Travail à faire: Rédigez la suite de l'extrait sur l'effondrement des grands récits et la montée de l'insignifiance, en reprenant juste après sa dernière phrase.

Extrait:
4. L’effondrement des grands récits et la montée de l’insignifiance
« Nous
nous retrouvons dans un espace ni « autonomique », ni
critique, ni même névrotique, mais dans un espace anomique sans
repère et sans limite où tout s’inverse, c’est-à-dire un
espace où tous les individus ne deviennent pas nécessairement
psychotique, mais où les sollicitations pour le devenir abondent. »
Jean-Pierre Dufour, L’Art
de réduire les têtes.
Toute
société normalement constituée transmet à ses membres une culture
grâce à laquelle ils peuvent se repérer dans le monde, donner du
sens à leur univers et à leur propre existence, et se conforter
dans le sentiment que la vie vaut la peine d’être vécue dans
cette communauté-là. L’illusion collective joue, à n’en pas
douter, un rôle non négligeable dans ce partage de valeurs communes
qui fonde la cohésion sociale ; mais sans cette forme de
communion autour d’un même imaginaire social, c’est tout le
tissu des relations sociales et la vie du groupe qui se trouvent
menacés. Les sociétés sont invivables si elles ne savent
plus inventer des conceptions idéales, des mythes qui
mobilisent les énergies individuelles et soudent les âmes, des
visions du futur qui fondent leurs buts idéaux et leurs espérances.
Aujourd’hui,
tout se passe comme si le système ne cherchait même plus à se
faire désirer ni à obtenir l’adhésion volontaire de ses
subordonnés en leur laissant augurer des lendemains qui chantent. Il
s’impose par inertie grâce à sa fantastique puissance et apparaît
si irrépressible dans sa fuite
en avant que nul ne paraît entrevoir d’issue, d’autant qu’il
est aujourd’hui communément admis qu’il n’y a plus
d’alternatives depuis la faillite de l’expérience prétendument
« communiste ». Et s’il en est qui s’effraient de sa
puissance destructrice, la plupart suggèrent de ralentir son train,
de corriger sa trajectoire, de lui donner un visage humain, de le
moraliser, mais non de le démonter pièce par pièce avant qu’il
n’implose emportant dans sa débâcle l’humanité et la nature.
Si
notre société connaît une montée de l’insignifiance, c’est
précisément parce qu’elle est incapable d’offrir à ceux qui la
composent, de bonnes raisons d’espérer mener une vie bien remplie.

Entrées de pointage d'objets nommés
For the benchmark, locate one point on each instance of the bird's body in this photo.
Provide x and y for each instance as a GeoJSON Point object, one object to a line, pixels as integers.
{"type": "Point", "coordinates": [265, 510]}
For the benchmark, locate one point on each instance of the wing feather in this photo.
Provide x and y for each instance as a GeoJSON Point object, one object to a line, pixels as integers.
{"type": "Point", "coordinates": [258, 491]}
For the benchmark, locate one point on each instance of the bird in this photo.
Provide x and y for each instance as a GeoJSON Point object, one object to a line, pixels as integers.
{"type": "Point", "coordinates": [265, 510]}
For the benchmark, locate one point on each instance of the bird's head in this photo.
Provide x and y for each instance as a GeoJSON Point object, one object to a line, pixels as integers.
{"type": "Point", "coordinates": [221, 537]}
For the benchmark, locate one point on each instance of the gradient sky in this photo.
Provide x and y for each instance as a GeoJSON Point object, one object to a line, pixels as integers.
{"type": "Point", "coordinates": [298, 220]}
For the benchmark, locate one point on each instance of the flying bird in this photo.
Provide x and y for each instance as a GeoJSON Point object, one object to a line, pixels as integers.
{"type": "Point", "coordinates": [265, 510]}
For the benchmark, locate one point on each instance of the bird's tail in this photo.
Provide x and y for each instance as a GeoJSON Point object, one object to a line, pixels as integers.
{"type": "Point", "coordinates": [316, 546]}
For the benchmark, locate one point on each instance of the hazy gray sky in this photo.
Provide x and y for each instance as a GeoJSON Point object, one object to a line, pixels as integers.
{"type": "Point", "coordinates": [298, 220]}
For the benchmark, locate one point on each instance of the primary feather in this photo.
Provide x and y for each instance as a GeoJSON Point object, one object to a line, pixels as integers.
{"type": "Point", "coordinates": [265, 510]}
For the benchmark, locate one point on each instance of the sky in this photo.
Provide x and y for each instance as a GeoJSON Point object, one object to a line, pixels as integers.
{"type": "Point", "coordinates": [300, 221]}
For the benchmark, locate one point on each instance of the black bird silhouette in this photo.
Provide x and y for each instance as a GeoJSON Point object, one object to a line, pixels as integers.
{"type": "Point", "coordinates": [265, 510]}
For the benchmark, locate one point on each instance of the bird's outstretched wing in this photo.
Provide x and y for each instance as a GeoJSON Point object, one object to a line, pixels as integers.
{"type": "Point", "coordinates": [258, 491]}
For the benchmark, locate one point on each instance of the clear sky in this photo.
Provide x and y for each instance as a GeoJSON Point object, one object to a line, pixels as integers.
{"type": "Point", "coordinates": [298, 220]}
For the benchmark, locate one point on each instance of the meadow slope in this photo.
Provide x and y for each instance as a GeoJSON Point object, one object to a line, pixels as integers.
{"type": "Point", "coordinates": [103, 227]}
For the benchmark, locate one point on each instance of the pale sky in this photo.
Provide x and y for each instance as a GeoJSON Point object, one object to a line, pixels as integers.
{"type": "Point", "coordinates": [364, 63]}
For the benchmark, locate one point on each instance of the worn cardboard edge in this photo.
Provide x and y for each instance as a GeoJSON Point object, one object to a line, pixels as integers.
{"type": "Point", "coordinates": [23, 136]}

Résultat de l'exercice:
Elle ne donne pas aux individus le sentiment que leur
auto-accomplissement constitue le but de la vie ; au contraire :
elle ne cherche même plus à cacher qu’ils sont au mieux les
simples servants d’une mégamachine qui contient sa propre raison
d’être : la puissance pour la puissance, la production pour
la production, l’accumulation pour l’accumulation, la raison pour
la raison, le progrès pour le progrès, la domination pour la
domination, etc. Les exigences de ce Léviathan technico-scientifique
devenant davantage pesantes et contraignantes, les hommes
apparaissent de plus en plus inadaptés et superflus, en un mot
obsolètes.
Aucune perspective d’avenir ne leur est offerte hormis leur
remplacement par une humanité reprogrammée génétiquement pour
répondre aux besoins du monde des machines. En attendant, ils
devront s’estimer heureux que le système se préoccupe d’assurer
leur survie et les distrait d’une existence insipide en leur
offrant un « cocktail de divertissement abrutissant et
d’alimentation suffisante » - le fameux « tittynainment »
de Zbigniew Brzezinski1.
1
Le conflit autour du projet de réforme des retraites a été, de ce
point de vue, révélateur d’un double vide : il a montré
que les gouvernants pas plus que ceux qui contestaient sa politique
de « régression sociale » n’étaient porteurs de ce
qu’il est convenu d’appeler un « projet de société »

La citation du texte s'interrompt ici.